__Text shown__
Ring File Formats¶
The ring is the most important data structure in Swift. How this data structure been serialized to disk has changed over the years.
Initially ring files contain three key pieces of information:
the part_power value (often stored as
part_shift := 32 - part_power
)which determines how many partitions are in the ring,
the device list
which includes all the disks participating in the ring, and
the replica-to-part-to-device table
which has all
replica_count * (2 ** part_power)
partition assignments.
But the ability to extend the serialization format to add more data structures to the ring serialization format has meant a new ring v2 format has been created.
Ring files have always been gzipped when serialized, though the inner, raw format has evolved over the years.
Ring v0¶
Initially, rings were simply pickle dumps of the RingData object. With Swift 1.3.0, this changed to pickling a pure-stdlib data structure, but the core concept was the same.
Ring v1¶
Pickle presented some problems, however. While there are security concerns around unpickling untrusted data, security boundaries are generally drawn such that rings are assumed to be trusted. Ultimately, what pushed us to a new format were performance considerations.
Starting in Swift 1.7.0, Swift began using a new format (while still being willing to read the old one). The new format starts with some magic so we may identify it as such:
+---------------+-------+
|'R' '1' 'N' 'G'| <vrs> |
+---------------+-------+
where <vrs>
is a network-order two-byte version number (which is always 1).
After that, a JSON object is serialized as:
+---------------+-------...---+
| <data-length> | <data ... > |
+---------------+-------...---+
where <data-length>
is the network-order four-byte length (in bytes) of
<data>
, which is the ASCII-encoded JSON-serialized object. This object
has at minimum three keys:
devs
for the device listpart_shift
(i.e.,32 - part_power
)replica_count
for the integer number of part-to-device rows to read
The replica-to-part-to-device table then follows:
+-------+-------+...+-------+-------+
| <dev> | <dev> |...| <dev> | <dev> |
+-------+-------+...+-------+-------+
| <dev> | <dev> |...| <dev> | <dev> |
+-------+-------+...+-------+-------+
| ... |
+-------+-------+...+-------+-------+
| <dev> | <dev> |...|
+-------+-------+...+
Each <dev>
is a host-order two-byte index into the devs
list. Every row
except the last has exactly 2 ** part_power
entries; the last row may
have the same or fewer.
The metadata object has proven quite versatile: new keys have been added to provide additional information while remaining backwards-compatible. In order, the following new fields have been added:
byteorder
specifies whether the host-order for the replica-to-part-to-device table is “big” or “little” endian. Added in Swift 2.12.0, this allows rings written on big-endian machines to be read on little-endian machines and vice-versa.next_part_power
indicates whether a partition-power increase is in progress. Added in Swift 2.15.0, this will have one of two values, if present: the ring’s currentpart_power
, indicating that there may be hardlinks to clean up, orpart_power + 1
indicating that hardlinks may need to be created. See the documentation for more information.version
specifies the version number of the ring-builder that was used to write this ring. Added in Swift 2.24.0, this allows the comparing of rings from different machines to determine which is newer.

__Written request A__
In the records, from the first line through the line that contains "255L102 248L115 276L155", replace "brown butterfly" with "orange butterfly" and give those lines again with everything else unchanged.
The records have no connection to the text on ring file formats.

Part of a data file:
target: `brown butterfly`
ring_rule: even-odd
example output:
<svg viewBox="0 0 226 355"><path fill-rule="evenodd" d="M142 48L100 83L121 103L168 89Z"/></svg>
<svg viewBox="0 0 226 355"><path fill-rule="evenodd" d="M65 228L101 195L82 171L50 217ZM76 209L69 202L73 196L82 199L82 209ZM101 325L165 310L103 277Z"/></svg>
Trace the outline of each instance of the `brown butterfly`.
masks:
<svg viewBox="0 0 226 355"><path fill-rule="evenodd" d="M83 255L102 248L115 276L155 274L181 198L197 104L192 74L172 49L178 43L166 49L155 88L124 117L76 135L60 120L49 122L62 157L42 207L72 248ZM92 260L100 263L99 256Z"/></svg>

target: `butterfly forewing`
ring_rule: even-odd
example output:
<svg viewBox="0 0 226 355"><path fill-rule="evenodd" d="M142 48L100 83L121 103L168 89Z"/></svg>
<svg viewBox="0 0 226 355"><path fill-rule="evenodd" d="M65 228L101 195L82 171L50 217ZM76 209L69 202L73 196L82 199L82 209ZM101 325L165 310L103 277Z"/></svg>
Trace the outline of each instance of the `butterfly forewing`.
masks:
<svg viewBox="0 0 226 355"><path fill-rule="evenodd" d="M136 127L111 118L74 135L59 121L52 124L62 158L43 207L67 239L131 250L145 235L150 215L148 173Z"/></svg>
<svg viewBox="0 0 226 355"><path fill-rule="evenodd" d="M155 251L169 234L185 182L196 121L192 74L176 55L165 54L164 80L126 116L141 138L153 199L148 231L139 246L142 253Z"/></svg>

__Written request B__
In the text on ring file formats, which Swift release added the byteorder key?

__Solution A__
target: `orange butterfly`
ring_rule: even-odd
example output:
<svg viewBox="0 0 226 355"><path fill-rule="evenodd" d="M142 48L100 83L121 103L168 89Z"/></svg>
<svg viewBox="0 0 226 355"><path fill-rule="evenodd" d="M65 228L101 195L82 171L50 217ZM76 209L69 202L73 196L82 199L82 209ZM101 325L165 310L103 277Z"/></svg>
Trace the outline of each instance of the `orange butterfly`.
masks:
<svg viewBox="0 0 226 355"><path fill-rule="evenodd" d="M83 255L102 248L115 276L155 274L181 198L197 104L192 74L172 49L178 43L166 49L155 88L124 117L76 135L60 120L49 122L62 157L42 207L72 248ZM92 260L100 263L99 256Z"/></svg>

__Solution B__
Swift 2.12.0